- [INPUT MATERIAL]
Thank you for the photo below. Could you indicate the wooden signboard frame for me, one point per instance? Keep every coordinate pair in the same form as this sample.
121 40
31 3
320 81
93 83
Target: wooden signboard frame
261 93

...

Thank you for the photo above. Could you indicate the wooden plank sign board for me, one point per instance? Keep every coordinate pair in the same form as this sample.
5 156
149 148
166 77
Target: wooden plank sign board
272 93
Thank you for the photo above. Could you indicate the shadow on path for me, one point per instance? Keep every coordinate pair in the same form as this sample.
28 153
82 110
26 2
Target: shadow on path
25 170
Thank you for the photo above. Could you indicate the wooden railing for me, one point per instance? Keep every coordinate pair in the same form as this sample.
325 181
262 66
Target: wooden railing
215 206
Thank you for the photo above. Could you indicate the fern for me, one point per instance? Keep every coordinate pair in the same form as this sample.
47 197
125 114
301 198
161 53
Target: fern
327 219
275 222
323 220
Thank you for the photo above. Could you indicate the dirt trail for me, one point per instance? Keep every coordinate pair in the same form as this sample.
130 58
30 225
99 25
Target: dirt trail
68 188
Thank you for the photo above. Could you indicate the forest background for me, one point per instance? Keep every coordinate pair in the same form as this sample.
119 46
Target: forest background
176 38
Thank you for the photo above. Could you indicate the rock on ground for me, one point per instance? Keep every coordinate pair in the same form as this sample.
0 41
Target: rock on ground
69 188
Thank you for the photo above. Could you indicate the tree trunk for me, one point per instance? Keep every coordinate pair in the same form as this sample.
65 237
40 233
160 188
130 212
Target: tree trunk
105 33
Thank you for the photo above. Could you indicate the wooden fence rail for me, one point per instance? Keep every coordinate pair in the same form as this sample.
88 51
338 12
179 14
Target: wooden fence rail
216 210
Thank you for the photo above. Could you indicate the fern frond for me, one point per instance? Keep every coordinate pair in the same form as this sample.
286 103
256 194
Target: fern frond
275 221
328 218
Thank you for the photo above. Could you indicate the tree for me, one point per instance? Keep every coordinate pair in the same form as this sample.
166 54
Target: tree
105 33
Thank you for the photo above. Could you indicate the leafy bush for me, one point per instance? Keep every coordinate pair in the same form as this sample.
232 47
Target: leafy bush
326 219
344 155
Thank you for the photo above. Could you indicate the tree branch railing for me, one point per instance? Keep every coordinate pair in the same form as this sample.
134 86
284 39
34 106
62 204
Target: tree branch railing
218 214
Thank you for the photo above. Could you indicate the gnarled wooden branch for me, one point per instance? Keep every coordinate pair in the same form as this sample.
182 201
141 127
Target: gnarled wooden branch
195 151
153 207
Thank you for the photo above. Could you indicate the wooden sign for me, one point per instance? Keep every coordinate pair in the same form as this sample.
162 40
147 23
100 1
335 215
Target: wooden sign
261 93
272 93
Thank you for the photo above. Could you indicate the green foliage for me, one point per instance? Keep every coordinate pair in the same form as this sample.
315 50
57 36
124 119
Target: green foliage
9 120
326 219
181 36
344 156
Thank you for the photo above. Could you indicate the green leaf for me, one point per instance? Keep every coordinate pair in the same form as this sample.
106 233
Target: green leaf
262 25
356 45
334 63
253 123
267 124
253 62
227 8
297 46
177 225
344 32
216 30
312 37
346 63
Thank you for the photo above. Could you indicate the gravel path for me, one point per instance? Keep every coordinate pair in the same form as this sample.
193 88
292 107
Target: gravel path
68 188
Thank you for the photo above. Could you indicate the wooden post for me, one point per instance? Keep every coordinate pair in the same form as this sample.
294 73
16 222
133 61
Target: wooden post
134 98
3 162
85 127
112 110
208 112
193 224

--

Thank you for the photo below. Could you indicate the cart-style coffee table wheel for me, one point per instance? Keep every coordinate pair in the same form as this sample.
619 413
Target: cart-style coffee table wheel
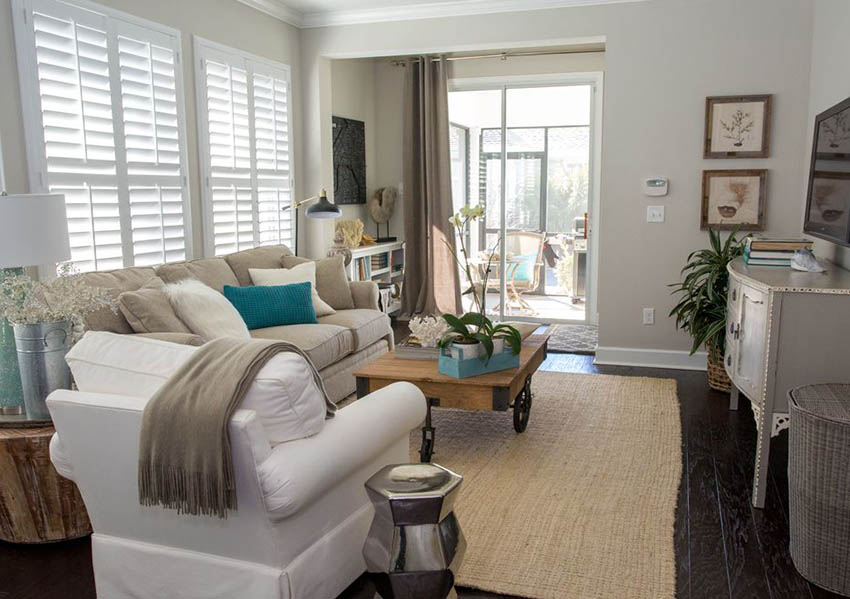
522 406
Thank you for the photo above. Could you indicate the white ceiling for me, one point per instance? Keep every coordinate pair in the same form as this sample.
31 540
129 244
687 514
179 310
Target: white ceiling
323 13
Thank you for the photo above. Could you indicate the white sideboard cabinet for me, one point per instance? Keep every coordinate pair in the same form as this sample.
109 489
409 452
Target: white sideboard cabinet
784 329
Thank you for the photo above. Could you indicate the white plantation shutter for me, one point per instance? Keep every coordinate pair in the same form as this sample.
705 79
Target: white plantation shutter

- [TASK DESCRIPTION]
Reproduce the material verbatim, beginning at the line that contains "the white sideboard" and stopping after the line that contains "Target: white plantation shutter".

- [ANSWER FOR THIS EXERCISE]
Thank you for the photo above. Could you indicate the white sideboard cabinet for me, one point per instance? Keep every coordinate pair in the same form as this sample.
109 489
409 452
Target: white sideboard cabinet
784 329
Thank you for the photo above. Could you indicate the white plantation shutter for me, one point per instance? Keep every coordinate pair in the same form as this sample.
705 79
Target: white plantation shutter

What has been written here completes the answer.